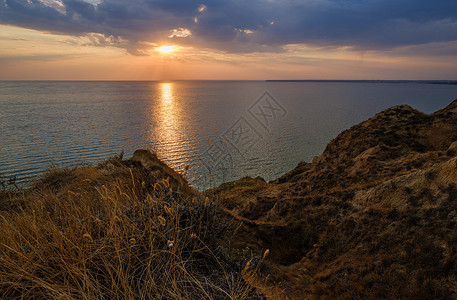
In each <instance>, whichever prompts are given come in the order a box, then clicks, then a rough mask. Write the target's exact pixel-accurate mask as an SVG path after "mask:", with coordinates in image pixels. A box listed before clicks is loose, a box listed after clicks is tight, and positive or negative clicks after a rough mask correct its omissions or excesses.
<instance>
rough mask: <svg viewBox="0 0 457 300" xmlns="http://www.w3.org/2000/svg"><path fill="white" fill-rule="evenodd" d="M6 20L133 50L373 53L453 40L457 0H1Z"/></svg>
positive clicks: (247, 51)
==
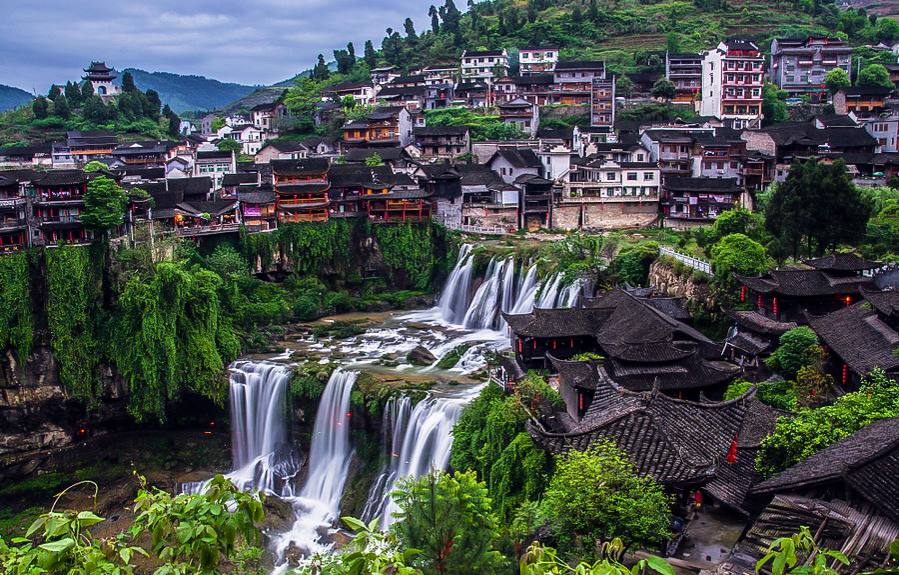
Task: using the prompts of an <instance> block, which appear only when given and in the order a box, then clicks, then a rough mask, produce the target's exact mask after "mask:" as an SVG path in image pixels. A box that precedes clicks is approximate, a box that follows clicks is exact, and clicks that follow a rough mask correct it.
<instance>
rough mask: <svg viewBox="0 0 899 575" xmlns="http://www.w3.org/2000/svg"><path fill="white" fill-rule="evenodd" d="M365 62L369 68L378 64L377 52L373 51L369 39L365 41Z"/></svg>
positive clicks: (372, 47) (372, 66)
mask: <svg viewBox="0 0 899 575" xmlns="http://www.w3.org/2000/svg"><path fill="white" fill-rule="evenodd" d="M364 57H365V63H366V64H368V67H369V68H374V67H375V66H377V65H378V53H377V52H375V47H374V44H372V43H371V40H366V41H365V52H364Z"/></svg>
---
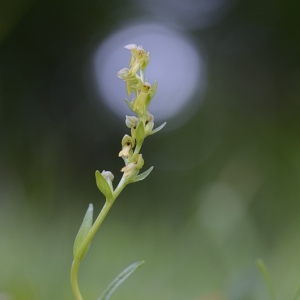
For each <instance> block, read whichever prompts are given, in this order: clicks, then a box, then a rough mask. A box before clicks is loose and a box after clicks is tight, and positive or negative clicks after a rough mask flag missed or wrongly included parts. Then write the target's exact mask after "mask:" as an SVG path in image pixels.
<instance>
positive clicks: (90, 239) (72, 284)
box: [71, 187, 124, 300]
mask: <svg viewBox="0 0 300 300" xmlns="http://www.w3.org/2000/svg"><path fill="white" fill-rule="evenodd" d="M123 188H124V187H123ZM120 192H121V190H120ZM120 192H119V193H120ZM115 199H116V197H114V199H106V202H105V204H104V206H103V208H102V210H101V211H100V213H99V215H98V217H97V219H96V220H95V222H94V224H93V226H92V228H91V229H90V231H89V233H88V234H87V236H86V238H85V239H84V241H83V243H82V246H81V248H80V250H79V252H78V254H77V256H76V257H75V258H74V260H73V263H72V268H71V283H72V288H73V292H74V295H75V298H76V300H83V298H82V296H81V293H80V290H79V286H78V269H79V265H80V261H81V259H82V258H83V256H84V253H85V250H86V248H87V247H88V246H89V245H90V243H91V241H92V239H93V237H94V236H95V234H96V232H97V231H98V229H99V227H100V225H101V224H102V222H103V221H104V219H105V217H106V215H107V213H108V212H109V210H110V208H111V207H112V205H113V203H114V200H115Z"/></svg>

• Exercise prompt
In the preceding records, how many lines include the word "correct"? Reply with the number only.

• Solution below
2